■ **Text shown**
Housetraining your puppy or dog takes consistent, clear instruction, patience, and lots of walks. Before we dive in, let’s review why your pup may be having accidents. There are 2 broad categories, and knowing the suspected cause of behavior will help you change things sooner.
Learned Behavior
Not getting outside as needed, so inside was the place they learned to go
It is unfair to expect your dog or puppy to stay in a crate for more than 4-5 hours without a potty break, even less time for young puppies. Imagine going to work and not being allowed to leave your office or cubicle for a drink, snack, or potty break for 8, 10, or 12 hours. That may mean using a dog walker to give your dog a break if your work schedule doesn’t allow letting your puppy out at lunch. Over-crating may lead to urinary tract infections, too.
Too much access to the outside, so they never learned to hold their bladder
If your puppy lived outside or lived somewhere with a doggy door where he could go outside at will, he may not have started developing bladder control because he doesn’t have to. Don’t skip potty training and rely on the door because there may be a day with bad weather when you want to keep it closed, and your pup may have an accident. Always supervise puppies outside to ensure they don’t get into trouble, escape, or worse, get stolen from your yard.
Resulting substrate preferences, so they choose a place that's familiar to them
Your pup may have developed a preference for a certain substrate, or surface– concrete, wood shavings, dirt, etc. because it’s what they are used to standing on when they eliminate. Anything that feels or looks similar may seem like a good spot, and they may avoid other surfaces. This can happen with leashes, too, where they only go with a leash on / off or only eliminate inside / outside of their yard.
Many puppies just haven’t learned where you prefer them to eliminate—or they haven’t learned a way to tell their people when they need to go out. It’s a good idea to teach your puppy to go on grass and pavement so your pup is flexible if you relocate or travel.
Potty pads: these work well for people with mobility issues or who live in high-rise buildings, but some puppies like to tear them up, and other pups will decide that rugs and bath mats look a lot like potty pads. If you want to use them, you might have better long-term luck with indoor potty stations made of bark or grass, which you can find for sale online.
Puppy mill dogs notoriously have accidents in their crates because they were never allowed to keep their sleeping/eating area clean. Dogs who spend extended time in a shelter also often have issues since they may not have been able to signal anyone to take them out and learn to go potty in the run. Dogs who used potty pads before and don’t have them available now will tend to target rugs, bathmats, and so on.

■ **Input data**
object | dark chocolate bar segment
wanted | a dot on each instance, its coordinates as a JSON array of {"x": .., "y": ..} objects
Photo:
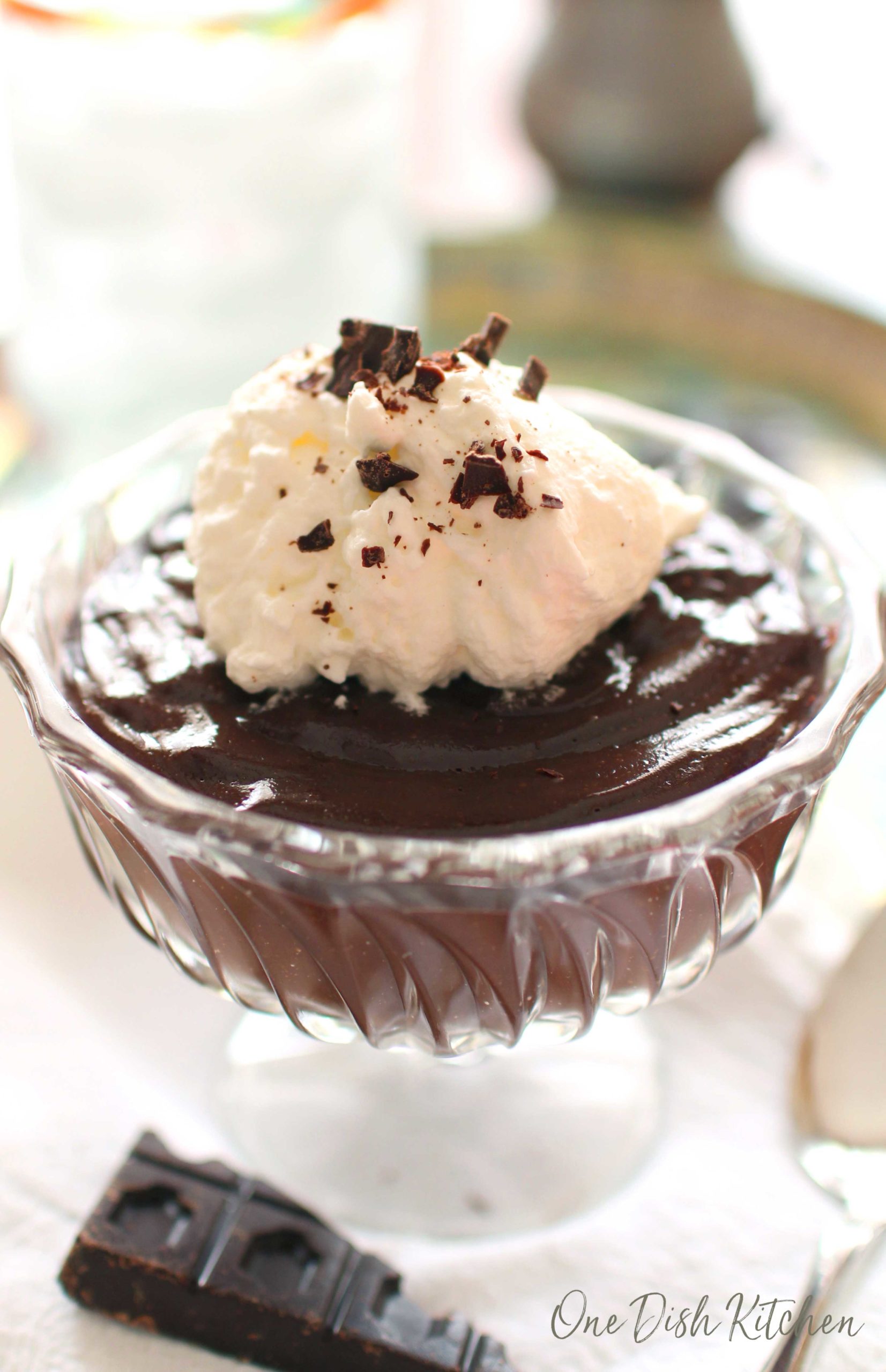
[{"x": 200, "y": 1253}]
--
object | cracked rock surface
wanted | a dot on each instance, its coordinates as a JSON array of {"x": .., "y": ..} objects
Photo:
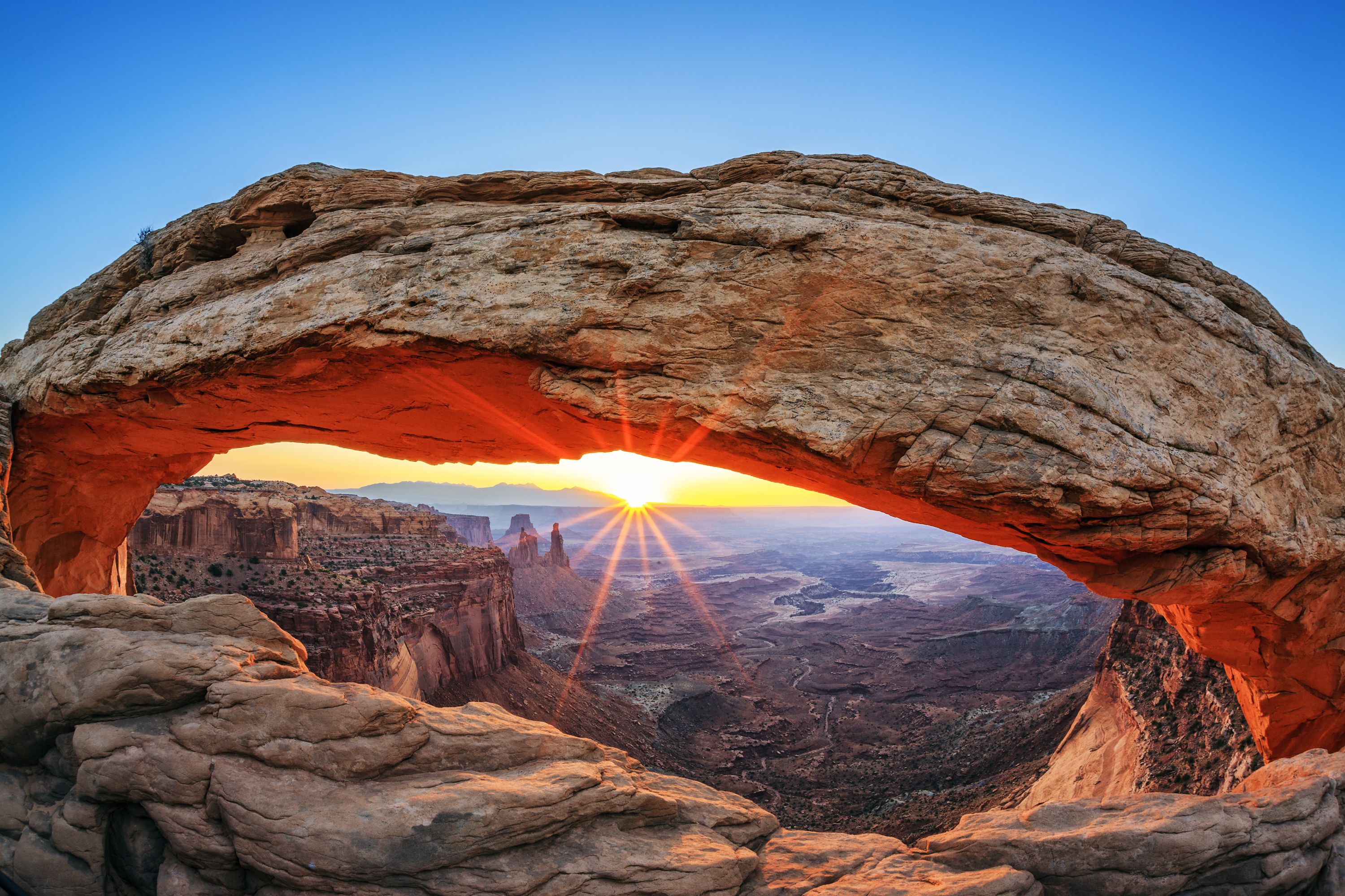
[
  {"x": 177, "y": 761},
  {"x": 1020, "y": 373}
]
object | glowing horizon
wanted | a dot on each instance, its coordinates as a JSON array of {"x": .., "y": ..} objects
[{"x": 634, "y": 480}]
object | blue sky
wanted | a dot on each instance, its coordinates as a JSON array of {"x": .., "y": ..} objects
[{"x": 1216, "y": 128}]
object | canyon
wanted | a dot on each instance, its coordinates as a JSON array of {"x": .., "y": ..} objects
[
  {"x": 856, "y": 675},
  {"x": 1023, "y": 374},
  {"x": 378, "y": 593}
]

■ **To do**
- a) Decide whether each statement below agrees with the housetraining text, answering yes or no and quoting the words of the text that decide it. (i) A dog or puppy should not be kept in a crate for more than 4-5 hours without a potty break. (ii) The text advises relying on a doggy door in place of potty training. (iii) Indoor potty stations made of bark or grass may work better over the long term than potty pads.
- b) Rewrite the paragraph of the housetraining text that begins "Puppy mill dogs notoriously" as a short list that keeps its main facts.

■ **List of solutions**
- a)
(i) Yes: "It is unfair to expect your dog or puppy to stay in a crate for more than 4-5 hours without a potty break"
(ii) No: "Don’t skip potty training and rely on the door"
(iii) Yes: "you might have better long-term luck with indoor potty stations made of bark or grass"

- b)
- Puppy mill dogs often have accidents in their crates because they were never allowed to keep their sleeping and eating area clean.
- Dogs who spend a long time in a shelter often have issues because they may not have been able to signal anyone to take them out, so they learn to go in the run.
- Dogs who used potty pads before and no longer have them tend to target rugs, bathmats, and similar items.